▶ GIVEN TEXT:
- - - - - - -
Python:Data Analytics and Visualization
上QQ阅读APP看书,第一时间看更新

The Pandas data structure

Let's first get acquainted with two of Pandas' primary data structures: the Series and the DataFrame. They can handle the majority of use cases in finance, statistic, social science, and many areas of engineering.

Series

A Series is a one-dimensional object similar to an array, list, or column in table. Each item in a Series is assigned to an entry in an index:

>>> s1 = pd.Series(np.random.rand(4),
 index=['a', 'b', 'c', 'd'])
>>> s1
a 0.6122
b 0.98096
c 0.3350
d 0.7221
dtype: float64

By default, if no index is passed, it will be created to have values ranging from 0 to N-1, where N is the length of the Series:

>>> s2 = pd.Series(np.random.rand(4))
>>> s2
0 0.6913
1 0.8487
2 0.8627
3 0.7286
dtype: float64

We can access the value of a Series by using the index:

>>> s1['c']
0.3350
>>>s1['c'] = 3.14
>>> s1['c', 'a', 'b']
c 3.14
a 0.6122
b 0.98096

This accessing method is similar to a Python dictionary. Therefore, Pandas also allows us to initialize a Series object directly from a Python dictionary:

>>> s3 = pd.Series({'001': 'Nam', '002': 'Mary',
 '003': 'Peter'})
>>> s3
001 Nam
002 Mary
003 Peter
dtype: object

Sometimes, we want to filter or rename the index of a Series created from a Python dictionary. At such times, we can pass the selected index list directly to the initial function, similarly to the process in the above example. Only elements that exist in the index list will be in the Series object. Conversely, indexes that are missing in the dictionary are initialized to default NaN values by Pandas:

>>> s4 = pd.Series({'001': 'Nam', '002': 'Mary',
 '003': 'Peter'}, index=[
 '002', '001', '024', '065'])
>>> s4
002 Mary
001 Nam
024 NaN
065 NaN
dtype: object
ect

The library also supports functions that detect missing data:

>>> pd.isnull(s4)
002 False
001 False
024 True
065 True
dtype: bool

Similarly, we can also initialize a Series from a scalar value:

>>> s5 = pd.Series(2.71, index=['x', 'y'])
>>> s5
x 2.71
y 2.71
dtype: float64

A Series object can be initialized with NumPy objects as well, such as ndarray. Moreover, Pandas can automatically align data indexed in different ways in arithmetic operations:

>>> s6 = pd.Series(np.array([2.71, 3.14]), index=['z', 'y'])
- - - - - - -
▶ SET PROBLEM 1:
Echo the Pandas tutorial word for word, everything from "Python:Data Analytics and" down to "areas of engineering.".
▶ SET PROBLEM 2:
Answer these questions using the Pandas tutorial:
(a) Which two primary data structures does it introduce?
(b) When no index is passed to a Series, what range of values does the default index have?
(c) What value do indexes that are missing from the dictionary receive?
▶ SET PROBLEM 3:
Go on with the Pandas tutorial on Series and DataFrame from the point where it stops.
The data that comes after this text is not needed for any of the work.

▶ RECORDED INFORMATION:
- - - - - - -
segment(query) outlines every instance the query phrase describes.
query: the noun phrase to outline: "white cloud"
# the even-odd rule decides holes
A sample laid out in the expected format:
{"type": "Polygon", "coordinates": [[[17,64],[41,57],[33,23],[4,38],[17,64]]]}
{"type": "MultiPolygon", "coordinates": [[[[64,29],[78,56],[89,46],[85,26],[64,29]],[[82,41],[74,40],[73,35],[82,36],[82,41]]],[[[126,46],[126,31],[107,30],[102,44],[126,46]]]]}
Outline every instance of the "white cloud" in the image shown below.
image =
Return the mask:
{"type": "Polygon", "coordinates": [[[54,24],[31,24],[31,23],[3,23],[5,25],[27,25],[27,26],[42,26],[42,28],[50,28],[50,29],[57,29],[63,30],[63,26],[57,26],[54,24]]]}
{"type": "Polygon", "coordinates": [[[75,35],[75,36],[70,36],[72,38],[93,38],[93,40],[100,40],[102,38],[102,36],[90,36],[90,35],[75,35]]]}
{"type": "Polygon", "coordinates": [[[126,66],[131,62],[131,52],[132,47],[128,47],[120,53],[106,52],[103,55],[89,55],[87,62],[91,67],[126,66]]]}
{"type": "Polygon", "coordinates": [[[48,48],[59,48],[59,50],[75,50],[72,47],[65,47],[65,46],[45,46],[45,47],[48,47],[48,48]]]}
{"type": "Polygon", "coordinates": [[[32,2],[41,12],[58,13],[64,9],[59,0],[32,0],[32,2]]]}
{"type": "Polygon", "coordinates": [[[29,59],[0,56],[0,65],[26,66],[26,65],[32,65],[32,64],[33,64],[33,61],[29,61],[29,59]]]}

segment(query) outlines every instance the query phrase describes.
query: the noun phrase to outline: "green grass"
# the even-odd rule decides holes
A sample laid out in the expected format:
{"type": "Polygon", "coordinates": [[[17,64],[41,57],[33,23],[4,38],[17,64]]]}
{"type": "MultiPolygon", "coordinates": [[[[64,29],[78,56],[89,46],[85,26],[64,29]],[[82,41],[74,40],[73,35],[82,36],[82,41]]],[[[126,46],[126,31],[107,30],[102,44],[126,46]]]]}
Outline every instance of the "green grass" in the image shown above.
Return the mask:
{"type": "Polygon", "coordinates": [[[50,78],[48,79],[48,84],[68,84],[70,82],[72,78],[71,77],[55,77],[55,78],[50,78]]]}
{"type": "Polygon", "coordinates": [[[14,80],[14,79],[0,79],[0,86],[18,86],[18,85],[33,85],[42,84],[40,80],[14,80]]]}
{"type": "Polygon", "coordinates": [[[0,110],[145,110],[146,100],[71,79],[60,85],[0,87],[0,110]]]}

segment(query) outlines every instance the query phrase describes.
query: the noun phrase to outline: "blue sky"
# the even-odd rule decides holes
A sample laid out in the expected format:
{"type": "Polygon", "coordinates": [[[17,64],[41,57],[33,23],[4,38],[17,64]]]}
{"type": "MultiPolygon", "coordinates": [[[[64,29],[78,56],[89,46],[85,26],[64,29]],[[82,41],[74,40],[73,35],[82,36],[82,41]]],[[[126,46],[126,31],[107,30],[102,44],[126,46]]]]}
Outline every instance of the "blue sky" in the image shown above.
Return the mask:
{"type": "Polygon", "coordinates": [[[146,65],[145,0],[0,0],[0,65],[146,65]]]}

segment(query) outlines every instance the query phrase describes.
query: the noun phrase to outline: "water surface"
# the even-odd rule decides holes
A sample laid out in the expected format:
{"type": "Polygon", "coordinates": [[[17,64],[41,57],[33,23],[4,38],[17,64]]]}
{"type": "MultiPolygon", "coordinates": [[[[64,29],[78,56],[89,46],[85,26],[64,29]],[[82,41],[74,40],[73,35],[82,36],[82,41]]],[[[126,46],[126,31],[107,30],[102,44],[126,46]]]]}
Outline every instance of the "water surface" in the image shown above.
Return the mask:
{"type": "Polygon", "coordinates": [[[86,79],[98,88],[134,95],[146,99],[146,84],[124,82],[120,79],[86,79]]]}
- - - - - - -
▶ WRITTEN RESPONSE 1:
Python:Data Analytics and Visualization
上QQ阅读APP看书,第一时间看更新

The Pandas data structure

Let's first get acquainted with two of Pandas' primary data structures: the Series and the DataFrame. They can handle the majority of use cases in finance, statistic, social science, and many areas of engineering.

▶ WRITTEN RESPONSE 2:
(a) The Series and the DataFrame.
(b) From 0 to N-1, where N is the length of the Series.
(c) The default NaN value.

▶ WRITTEN RESPONSE 3:
>>> s6
z 2.71
y 3.14
dtype: float64
>>> s5 + s6
x NaN
y 5.85
z NaN
dtype: float64

The DataFrame

The DataFrame is a tabular data structure comprising a set of ordered columns and rows. It can be thought of as a group of Series objects that share an index (the column names). There are a number of ways to initialize a DataFrame object. Firstly, let's take a look at the common example of creating DataFrame from a dictionary of lists:

>>> data = {'Year': [2000, 2005, 2010, 2014],
 'Median_Age': [24.2, 26.4, 28.5, 30.3],
 'Density': [244, 256, 268, 279]}
>>> df1 = pd.DataFrame(data)
>>> df1
 Density Median_Age Year
0 244 24.2 2000
1 256 26.4 2005
2 268 28.5 2010
3 279 30.3 2014

By default, the DataFrame constructor will order the column alphabetically. We can edit the default order by passing the column's attribute to the initializing function:

>>> df2 = pd.DataFrame(data, columns=['Year', 'Density', 
 'Median_Age'])
>>> df2
 Year Density Median_Age
0 2000 244 24.2
1 2005 256 26.4
2 2010 268 28.5
3 2014 279 30.3
>>> df2.index
Int64Index([0, 1, 2, 3], dtype='int64')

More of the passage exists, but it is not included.